▶ _Exercise input_:
■ ■ ■ ■ ■

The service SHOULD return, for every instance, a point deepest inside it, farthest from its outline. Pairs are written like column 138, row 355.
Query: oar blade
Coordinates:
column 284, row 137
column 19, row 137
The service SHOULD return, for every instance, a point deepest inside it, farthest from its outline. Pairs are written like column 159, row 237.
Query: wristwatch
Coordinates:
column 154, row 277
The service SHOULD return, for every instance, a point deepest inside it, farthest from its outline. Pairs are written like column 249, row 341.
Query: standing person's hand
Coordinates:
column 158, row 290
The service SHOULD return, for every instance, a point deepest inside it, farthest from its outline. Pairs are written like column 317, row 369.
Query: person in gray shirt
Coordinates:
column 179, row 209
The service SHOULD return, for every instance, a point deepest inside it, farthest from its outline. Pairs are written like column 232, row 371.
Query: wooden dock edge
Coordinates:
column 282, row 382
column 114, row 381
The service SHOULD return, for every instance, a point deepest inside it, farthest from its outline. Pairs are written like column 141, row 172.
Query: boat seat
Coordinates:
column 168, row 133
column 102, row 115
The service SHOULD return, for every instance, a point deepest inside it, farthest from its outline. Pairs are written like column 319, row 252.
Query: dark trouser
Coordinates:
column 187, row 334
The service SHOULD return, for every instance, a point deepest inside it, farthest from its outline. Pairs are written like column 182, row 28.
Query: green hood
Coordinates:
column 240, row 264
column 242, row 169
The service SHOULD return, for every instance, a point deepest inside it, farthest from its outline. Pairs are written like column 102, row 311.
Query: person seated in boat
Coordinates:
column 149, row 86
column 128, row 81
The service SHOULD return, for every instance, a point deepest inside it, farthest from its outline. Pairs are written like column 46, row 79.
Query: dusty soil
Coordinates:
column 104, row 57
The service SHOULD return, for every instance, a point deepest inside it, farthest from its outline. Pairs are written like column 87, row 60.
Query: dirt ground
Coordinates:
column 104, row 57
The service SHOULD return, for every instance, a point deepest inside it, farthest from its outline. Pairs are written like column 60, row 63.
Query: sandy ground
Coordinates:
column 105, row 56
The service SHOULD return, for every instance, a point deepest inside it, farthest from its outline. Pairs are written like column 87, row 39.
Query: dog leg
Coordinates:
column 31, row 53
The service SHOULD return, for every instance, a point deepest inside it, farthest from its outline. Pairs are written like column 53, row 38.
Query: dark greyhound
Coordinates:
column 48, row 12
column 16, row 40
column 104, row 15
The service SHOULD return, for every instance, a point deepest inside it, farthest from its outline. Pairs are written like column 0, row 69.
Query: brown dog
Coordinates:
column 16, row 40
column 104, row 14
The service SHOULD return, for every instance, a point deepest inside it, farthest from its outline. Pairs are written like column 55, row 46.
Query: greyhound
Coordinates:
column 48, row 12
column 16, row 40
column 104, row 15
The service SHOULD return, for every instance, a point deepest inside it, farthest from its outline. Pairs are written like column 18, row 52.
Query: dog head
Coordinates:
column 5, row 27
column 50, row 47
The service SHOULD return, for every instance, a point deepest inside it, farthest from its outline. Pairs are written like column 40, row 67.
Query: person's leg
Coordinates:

■ ■ ■ ■ ■

Filter the listing above for lines with the word "boat", and copy each one you find.

▶ _Response to the task_:
Query: boat seat
Query: person seated in boat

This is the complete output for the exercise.